Requirement ▸ In full and without alteration, give the listing again.

^^^^

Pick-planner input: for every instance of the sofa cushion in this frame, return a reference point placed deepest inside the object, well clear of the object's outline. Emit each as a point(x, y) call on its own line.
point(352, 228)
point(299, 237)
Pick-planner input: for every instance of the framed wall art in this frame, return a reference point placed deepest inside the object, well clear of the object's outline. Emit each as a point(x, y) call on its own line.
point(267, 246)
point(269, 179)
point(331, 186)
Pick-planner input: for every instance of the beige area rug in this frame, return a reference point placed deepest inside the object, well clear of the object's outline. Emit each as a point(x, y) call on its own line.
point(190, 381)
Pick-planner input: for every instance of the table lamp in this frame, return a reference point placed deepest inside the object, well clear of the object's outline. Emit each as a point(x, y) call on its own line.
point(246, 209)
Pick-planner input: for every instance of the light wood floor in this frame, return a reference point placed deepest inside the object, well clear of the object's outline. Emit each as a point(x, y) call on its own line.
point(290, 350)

^^^^

Task result ▸
Pick-planner input: for every instance of the sofa cushion in this frame, return a reference point placed deepest inside the object, well clear of the object's outline. Emit each as a point(x, y) call on its own line.
point(352, 228)
point(299, 237)
Pick-planner input: for every instance of the framed wall art in this frame, return a reference point placed deepest inside the object, well clear of the object's outline. Emit each as a point(x, y) call on its own line.
point(267, 246)
point(269, 179)
point(331, 186)
Pick-planner input: for every instance of the beige area rug in this frame, return a reference point placed deepest inside the object, well clear of the object's outline. Emit each as a point(x, y) call on its own line.
point(190, 381)
Pick-planner input: for every instance of the table lamp in this frame, return a reference point placed deepest inside the object, well clear of the object's outline. Emit each as a point(x, y) call on its own line.
point(246, 209)
Pick-planner input: for every instance of the light wood floor in this frame, return a reference point placed deepest inside the object, well clear of the object's outline. Emit each as a point(x, y) call on its own line.
point(290, 350)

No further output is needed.